>>>>
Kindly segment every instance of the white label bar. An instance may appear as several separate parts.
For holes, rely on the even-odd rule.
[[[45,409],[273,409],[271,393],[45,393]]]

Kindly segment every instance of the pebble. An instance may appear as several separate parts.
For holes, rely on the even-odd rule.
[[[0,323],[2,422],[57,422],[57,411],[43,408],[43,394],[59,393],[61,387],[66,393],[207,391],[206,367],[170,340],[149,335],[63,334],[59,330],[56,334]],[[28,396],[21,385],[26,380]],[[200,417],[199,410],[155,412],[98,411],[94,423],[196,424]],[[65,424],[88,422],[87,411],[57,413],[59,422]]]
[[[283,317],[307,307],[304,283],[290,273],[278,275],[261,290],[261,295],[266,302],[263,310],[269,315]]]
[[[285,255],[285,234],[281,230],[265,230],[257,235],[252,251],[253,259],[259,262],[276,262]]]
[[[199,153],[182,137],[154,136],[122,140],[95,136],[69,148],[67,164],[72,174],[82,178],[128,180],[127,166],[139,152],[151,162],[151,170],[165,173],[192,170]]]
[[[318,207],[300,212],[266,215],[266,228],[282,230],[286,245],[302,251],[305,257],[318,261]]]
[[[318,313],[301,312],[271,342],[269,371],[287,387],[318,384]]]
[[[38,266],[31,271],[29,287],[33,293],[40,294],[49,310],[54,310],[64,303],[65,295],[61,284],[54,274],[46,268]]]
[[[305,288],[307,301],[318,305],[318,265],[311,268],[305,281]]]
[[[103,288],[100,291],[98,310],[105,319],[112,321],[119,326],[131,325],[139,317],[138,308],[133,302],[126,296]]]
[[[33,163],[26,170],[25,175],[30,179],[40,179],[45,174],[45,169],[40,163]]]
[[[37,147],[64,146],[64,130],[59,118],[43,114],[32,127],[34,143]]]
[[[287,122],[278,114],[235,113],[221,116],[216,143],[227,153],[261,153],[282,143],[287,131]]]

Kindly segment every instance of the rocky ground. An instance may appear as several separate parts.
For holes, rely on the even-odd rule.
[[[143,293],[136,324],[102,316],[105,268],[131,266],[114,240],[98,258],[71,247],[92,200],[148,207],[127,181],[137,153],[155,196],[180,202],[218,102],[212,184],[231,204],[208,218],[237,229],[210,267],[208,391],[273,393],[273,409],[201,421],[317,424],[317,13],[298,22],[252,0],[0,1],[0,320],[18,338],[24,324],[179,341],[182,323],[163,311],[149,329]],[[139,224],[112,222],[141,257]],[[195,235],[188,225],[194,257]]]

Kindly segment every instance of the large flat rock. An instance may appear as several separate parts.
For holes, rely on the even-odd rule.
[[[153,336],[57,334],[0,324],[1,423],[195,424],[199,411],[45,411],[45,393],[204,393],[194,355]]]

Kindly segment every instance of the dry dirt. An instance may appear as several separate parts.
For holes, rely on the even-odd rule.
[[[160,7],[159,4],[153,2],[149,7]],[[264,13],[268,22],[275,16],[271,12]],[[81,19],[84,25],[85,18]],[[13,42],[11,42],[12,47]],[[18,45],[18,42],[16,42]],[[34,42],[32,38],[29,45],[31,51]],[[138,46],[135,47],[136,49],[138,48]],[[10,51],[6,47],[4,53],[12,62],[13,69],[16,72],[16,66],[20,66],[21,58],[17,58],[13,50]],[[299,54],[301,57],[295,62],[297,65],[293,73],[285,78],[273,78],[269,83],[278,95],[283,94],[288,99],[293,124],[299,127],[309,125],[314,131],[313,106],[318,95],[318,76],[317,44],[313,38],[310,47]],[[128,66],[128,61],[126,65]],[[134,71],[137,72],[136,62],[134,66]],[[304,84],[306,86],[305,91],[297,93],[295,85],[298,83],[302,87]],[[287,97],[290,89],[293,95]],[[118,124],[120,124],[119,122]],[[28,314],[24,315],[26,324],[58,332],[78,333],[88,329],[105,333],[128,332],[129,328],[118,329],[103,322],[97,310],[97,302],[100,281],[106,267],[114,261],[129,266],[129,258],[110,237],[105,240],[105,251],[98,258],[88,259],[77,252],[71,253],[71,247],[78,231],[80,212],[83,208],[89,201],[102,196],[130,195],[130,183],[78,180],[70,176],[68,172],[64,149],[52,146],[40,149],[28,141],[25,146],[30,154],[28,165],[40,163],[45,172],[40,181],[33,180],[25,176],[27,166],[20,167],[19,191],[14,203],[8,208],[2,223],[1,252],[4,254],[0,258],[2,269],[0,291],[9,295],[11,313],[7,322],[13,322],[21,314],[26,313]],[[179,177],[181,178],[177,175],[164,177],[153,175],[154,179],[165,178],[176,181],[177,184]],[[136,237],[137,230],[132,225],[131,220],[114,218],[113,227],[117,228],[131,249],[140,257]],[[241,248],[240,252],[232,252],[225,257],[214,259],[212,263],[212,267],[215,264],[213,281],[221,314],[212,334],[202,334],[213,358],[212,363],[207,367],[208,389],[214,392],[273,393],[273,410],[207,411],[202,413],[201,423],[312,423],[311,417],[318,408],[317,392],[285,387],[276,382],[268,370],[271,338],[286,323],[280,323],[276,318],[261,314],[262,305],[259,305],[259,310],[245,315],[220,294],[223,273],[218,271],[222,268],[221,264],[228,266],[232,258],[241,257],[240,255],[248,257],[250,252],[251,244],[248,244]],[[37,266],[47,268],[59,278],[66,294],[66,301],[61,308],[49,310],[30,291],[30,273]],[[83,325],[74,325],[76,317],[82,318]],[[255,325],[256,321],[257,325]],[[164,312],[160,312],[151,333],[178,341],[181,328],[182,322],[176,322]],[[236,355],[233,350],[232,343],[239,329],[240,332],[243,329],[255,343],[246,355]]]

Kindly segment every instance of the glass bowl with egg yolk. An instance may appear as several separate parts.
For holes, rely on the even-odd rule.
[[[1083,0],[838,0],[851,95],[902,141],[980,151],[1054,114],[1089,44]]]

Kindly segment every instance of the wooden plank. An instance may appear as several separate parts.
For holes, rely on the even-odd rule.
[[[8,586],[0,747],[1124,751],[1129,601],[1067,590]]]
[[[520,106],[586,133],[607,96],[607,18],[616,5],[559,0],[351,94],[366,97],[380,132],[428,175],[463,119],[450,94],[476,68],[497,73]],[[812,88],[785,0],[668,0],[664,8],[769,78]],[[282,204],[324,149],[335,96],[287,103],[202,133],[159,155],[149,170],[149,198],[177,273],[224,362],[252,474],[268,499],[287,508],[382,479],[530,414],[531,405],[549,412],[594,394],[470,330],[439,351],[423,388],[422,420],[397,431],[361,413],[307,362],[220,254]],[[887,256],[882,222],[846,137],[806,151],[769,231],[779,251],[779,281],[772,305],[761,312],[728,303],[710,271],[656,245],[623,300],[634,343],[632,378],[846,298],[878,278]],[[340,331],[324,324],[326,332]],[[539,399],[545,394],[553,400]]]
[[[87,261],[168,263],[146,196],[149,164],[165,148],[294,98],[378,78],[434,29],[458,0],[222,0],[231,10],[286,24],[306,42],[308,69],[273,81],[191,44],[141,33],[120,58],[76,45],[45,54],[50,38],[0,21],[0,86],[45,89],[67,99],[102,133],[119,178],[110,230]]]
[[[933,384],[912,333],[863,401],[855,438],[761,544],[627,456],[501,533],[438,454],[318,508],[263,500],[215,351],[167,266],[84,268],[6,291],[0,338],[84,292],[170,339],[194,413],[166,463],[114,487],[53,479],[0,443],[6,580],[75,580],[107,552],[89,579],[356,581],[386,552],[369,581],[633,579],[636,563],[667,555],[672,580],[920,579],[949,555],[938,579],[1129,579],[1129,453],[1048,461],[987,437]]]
<<<<
Duplicate everything in the data above from the line containing "Kindly segment every instance of the wooden" down to the line containing "[[[8,586],[0,747],[1124,751],[1129,601],[1067,590]]]", both lines included. Copy nothing outside that span.

Kindly segment every instance of the wooden plank. An instance may appear as several separate parts.
For holes, rely on the even-odd rule.
[[[8,586],[0,747],[1124,751],[1129,601],[1067,590]]]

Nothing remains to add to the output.